> **The task**:
Every line of the listing should be transcribed exactly, with nothing left out.

▼

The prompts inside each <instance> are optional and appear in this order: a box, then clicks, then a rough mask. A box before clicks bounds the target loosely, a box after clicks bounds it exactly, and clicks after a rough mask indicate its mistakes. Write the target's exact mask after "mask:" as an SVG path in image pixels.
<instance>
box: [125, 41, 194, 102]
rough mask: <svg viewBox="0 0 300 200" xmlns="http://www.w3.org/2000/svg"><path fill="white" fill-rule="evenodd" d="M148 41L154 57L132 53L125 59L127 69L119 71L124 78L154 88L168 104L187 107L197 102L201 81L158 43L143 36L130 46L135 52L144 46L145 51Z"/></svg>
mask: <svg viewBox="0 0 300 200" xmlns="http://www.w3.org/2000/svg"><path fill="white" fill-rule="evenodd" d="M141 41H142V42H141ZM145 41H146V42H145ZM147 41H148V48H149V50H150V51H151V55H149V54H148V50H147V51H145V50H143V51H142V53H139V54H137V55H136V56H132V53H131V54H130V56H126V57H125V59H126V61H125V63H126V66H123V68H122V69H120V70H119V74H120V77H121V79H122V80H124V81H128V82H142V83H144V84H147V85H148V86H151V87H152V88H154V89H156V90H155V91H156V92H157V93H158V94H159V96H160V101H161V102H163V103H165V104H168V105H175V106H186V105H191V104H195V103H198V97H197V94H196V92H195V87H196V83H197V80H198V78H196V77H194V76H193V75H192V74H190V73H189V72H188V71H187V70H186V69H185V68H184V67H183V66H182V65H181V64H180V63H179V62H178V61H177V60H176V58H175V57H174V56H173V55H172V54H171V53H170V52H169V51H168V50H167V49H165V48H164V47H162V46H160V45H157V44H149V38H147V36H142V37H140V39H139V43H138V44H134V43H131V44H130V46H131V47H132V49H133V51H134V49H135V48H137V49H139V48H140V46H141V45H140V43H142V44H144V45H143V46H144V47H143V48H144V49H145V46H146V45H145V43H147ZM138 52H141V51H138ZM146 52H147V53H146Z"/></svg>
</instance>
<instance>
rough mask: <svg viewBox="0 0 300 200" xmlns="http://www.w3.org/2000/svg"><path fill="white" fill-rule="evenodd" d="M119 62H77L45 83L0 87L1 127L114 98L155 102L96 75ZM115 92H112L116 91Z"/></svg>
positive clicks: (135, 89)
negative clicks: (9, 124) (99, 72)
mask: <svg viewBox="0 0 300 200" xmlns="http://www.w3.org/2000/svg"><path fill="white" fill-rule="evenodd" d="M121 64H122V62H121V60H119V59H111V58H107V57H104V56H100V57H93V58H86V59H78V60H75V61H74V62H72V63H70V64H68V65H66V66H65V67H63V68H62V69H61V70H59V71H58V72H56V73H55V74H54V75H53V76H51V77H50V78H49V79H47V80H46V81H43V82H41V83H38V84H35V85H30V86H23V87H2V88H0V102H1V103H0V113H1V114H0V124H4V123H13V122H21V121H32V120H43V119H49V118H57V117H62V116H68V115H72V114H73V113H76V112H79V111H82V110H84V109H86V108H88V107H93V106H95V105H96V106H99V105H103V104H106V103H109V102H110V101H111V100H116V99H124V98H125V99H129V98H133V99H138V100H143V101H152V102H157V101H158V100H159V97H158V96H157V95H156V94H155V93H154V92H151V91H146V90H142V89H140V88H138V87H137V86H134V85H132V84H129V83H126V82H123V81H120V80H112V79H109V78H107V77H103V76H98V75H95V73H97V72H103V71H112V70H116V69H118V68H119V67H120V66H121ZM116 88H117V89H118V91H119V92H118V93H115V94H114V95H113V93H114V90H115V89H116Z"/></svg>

▲

> **Exercise answer**:
The prompts inside each <instance> are optional and appear in this order: a box, then clicks, then a rough mask. A box before clicks bounds the target loosely, a box after clicks bounds it exactly, and clicks after a rough mask indicate its mistakes. Write the target's exact mask after "mask:" as an SVG path in image pixels.
<instance>
box: [125, 41, 194, 102]
rough mask: <svg viewBox="0 0 300 200" xmlns="http://www.w3.org/2000/svg"><path fill="white" fill-rule="evenodd" d="M148 41L154 57L132 53L125 59L127 69L119 71L124 78L154 88L168 104L187 107L197 102L201 81L158 43L143 36L130 46L135 52L144 46L145 51Z"/></svg>
mask: <svg viewBox="0 0 300 200" xmlns="http://www.w3.org/2000/svg"><path fill="white" fill-rule="evenodd" d="M141 41H142V42H141ZM145 41H146V42H145ZM147 41H148V48H149V50H150V51H151V55H149V54H148V50H147V51H145V50H143V51H142V53H139V54H137V55H136V56H132V53H131V54H130V56H126V57H125V59H126V61H125V63H126V66H123V68H122V69H120V70H119V74H120V77H121V79H122V80H124V81H128V82H142V83H144V84H147V85H148V86H151V87H152V88H154V89H156V90H155V91H156V92H157V93H158V94H159V96H160V101H161V102H163V103H165V104H168V105H175V106H186V105H191V104H195V103H198V97H197V94H196V92H195V87H196V83H197V80H198V78H196V77H194V76H193V75H192V74H190V73H189V72H188V71H187V70H186V69H185V68H184V67H183V66H182V65H181V64H180V63H179V62H178V61H177V60H176V58H175V57H174V56H173V55H172V54H171V53H170V52H169V51H168V50H167V49H165V48H164V47H162V46H160V45H157V44H149V38H147V36H142V37H140V39H139V43H138V44H134V43H131V44H130V46H131V47H132V49H133V51H134V49H135V48H137V49H139V48H140V46H141V45H140V43H142V44H144V45H143V46H144V47H143V48H144V49H145V46H146V45H145V43H147ZM138 52H141V51H138ZM146 52H147V53H146Z"/></svg>
</instance>
<instance>
rough mask: <svg viewBox="0 0 300 200" xmlns="http://www.w3.org/2000/svg"><path fill="white" fill-rule="evenodd" d="M119 62H77L45 83L0 87L1 127L114 98L155 102L96 75ZM115 92H112L116 91Z"/></svg>
positive clicks: (135, 89)
negative clicks: (9, 124) (99, 72)
mask: <svg viewBox="0 0 300 200" xmlns="http://www.w3.org/2000/svg"><path fill="white" fill-rule="evenodd" d="M121 64H122V62H121V60H119V59H111V58H107V57H104V56H100V57H93V58H86V59H78V60H75V61H74V62H72V63H70V64H68V65H66V66H65V67H63V68H62V69H61V70H59V71H58V72H56V73H55V74H54V75H53V76H51V77H50V78H49V79H47V80H46V81H43V82H41V83H38V84H35V85H30V86H23V87H2V88H0V102H1V103H0V113H1V114H0V124H4V123H13V122H21V121H32V120H43V119H49V118H57V117H62V116H68V115H72V114H73V113H76V112H79V111H82V110H84V109H86V108H88V107H93V106H95V105H96V106H99V105H103V104H106V103H109V102H110V101H111V100H116V99H124V98H125V99H129V98H133V99H138V100H143V101H152V102H157V101H158V100H159V97H158V96H157V95H156V94H155V93H154V92H151V91H146V90H142V89H140V88H138V87H137V86H134V85H132V84H129V83H126V82H123V81H120V80H112V79H109V78H107V77H103V76H98V75H95V73H97V72H103V71H112V70H116V69H118V68H119V67H120V66H121ZM116 88H117V89H118V91H119V92H118V93H115V94H114V95H113V93H114V90H115V89H116Z"/></svg>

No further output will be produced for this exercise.